◆ TASK DETAILS
Update the lines below so that every "instance" becomes "object", leaving the rest unchanged.
□ □ □ □ □ □ □
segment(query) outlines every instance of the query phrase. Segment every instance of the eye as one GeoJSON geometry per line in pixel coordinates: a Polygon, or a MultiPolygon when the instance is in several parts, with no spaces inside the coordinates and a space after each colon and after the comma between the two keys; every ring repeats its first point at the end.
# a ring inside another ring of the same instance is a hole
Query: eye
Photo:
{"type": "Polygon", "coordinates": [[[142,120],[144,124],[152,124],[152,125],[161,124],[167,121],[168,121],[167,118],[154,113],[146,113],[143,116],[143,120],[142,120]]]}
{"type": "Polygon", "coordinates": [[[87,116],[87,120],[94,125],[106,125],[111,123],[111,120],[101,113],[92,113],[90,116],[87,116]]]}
□ □ □ □ □ □ □
◆ EXERCISE RESULT
segment(query) outlines every object of the query phrase. Segment every object of the eye as one GeoJSON geometry per line in pixel coordinates: a Polygon, or a MultiPolygon when the object is in several parts, with no spaces inside the coordinates and a space after each colon and after the comma between the two keys; every ring repeats its first point at the end.
# a ring inside another ring of the same object is a hole
Query: eye
Photo:
{"type": "Polygon", "coordinates": [[[142,120],[144,124],[152,124],[152,125],[161,124],[167,121],[168,121],[167,118],[154,113],[146,113],[143,116],[143,120],[142,120]]]}
{"type": "Polygon", "coordinates": [[[87,116],[87,120],[94,125],[106,125],[111,123],[111,120],[101,113],[92,113],[90,116],[87,116]]]}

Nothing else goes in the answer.